*Set problem*. Duplicate the rows below without alteration, beginning with the first one and continuing through the line containing "<point>576,621</point>", inclusive. Reproduce nothing after that line.

Recorded data:
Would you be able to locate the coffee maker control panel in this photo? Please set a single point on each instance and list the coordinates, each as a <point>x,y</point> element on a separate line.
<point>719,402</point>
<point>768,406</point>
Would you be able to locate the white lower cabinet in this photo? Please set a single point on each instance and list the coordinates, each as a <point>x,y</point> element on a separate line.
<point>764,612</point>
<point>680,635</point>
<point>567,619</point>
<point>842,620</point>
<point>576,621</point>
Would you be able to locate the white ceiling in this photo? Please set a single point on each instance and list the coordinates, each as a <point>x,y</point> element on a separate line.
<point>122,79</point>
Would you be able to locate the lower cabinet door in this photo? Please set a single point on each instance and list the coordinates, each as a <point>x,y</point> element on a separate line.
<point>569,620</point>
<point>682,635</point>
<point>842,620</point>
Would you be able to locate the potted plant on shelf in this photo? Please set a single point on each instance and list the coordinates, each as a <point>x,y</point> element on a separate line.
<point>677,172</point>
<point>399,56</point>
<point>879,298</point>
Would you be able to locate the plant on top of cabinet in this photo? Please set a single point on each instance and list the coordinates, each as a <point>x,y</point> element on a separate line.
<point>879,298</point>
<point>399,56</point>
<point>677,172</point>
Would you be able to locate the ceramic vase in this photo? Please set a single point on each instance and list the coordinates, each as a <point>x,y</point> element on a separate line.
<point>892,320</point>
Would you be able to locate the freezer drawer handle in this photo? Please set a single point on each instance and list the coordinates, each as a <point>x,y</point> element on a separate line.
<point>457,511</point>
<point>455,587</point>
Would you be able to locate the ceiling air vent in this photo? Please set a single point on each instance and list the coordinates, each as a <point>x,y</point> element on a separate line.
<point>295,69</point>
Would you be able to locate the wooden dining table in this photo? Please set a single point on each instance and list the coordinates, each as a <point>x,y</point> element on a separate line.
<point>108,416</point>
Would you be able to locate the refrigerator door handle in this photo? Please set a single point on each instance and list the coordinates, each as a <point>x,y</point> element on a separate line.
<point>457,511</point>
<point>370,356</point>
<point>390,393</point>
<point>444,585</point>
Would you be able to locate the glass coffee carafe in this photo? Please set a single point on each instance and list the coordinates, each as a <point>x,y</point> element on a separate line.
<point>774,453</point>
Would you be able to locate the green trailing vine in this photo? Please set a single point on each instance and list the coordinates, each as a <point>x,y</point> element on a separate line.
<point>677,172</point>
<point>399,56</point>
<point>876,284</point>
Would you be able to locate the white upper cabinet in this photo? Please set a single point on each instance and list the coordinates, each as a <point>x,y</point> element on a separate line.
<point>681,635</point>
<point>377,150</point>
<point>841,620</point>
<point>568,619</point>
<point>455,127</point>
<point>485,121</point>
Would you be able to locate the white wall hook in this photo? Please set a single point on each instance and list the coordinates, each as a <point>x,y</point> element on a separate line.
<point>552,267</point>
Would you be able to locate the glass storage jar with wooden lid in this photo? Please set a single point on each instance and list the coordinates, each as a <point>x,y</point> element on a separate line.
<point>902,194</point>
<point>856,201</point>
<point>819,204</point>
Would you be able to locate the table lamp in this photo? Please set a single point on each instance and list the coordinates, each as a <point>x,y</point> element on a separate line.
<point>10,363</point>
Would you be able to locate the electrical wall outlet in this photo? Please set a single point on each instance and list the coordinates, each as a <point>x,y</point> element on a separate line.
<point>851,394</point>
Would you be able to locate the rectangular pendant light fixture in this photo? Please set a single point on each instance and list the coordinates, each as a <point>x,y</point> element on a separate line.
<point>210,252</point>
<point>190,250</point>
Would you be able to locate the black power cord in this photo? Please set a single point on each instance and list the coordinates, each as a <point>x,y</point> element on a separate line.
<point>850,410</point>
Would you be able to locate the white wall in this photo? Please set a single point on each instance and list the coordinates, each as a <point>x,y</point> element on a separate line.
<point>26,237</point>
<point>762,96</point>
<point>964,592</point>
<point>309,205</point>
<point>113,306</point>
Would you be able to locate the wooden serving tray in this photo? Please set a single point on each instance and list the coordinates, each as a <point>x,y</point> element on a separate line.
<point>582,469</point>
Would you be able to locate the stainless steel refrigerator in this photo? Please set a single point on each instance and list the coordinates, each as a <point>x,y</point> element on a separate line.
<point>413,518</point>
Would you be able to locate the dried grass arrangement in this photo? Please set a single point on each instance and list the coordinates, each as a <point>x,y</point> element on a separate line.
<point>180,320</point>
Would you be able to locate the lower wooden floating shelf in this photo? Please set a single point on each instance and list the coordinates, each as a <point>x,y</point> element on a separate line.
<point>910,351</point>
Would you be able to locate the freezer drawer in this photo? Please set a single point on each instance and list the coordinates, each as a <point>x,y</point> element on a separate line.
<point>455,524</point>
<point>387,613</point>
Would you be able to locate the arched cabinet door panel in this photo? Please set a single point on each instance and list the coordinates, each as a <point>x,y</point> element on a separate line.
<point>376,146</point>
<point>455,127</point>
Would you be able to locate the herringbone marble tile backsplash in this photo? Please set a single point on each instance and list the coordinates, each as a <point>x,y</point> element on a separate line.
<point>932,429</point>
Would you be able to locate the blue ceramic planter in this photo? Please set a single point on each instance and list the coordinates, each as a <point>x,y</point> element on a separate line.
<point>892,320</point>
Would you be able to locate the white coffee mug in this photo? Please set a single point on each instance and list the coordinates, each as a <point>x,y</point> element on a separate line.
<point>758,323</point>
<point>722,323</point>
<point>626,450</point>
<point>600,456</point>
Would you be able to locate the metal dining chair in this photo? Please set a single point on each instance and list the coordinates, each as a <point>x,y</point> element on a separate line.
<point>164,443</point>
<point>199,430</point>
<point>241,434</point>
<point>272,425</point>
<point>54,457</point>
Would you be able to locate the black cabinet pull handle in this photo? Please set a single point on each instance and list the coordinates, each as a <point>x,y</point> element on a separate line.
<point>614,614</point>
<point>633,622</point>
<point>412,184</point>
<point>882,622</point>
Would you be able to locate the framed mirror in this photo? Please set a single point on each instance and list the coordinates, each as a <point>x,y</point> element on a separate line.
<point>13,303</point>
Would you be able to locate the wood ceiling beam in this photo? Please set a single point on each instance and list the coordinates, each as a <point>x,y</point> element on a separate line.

*Answer to this problem*.
Would you be able to locate the coffee maker control panel in this photo? Please set a single point on each instance and list the coordinates, each as a <point>x,y</point> element on a separate line.
<point>719,402</point>
<point>768,406</point>
Would you be able to locate the white lower cabinet in this photo? Please set a single point on each instance and list the coordinates, each as a <point>x,y</point> element on a separate line.
<point>764,612</point>
<point>680,635</point>
<point>567,619</point>
<point>842,620</point>
<point>576,621</point>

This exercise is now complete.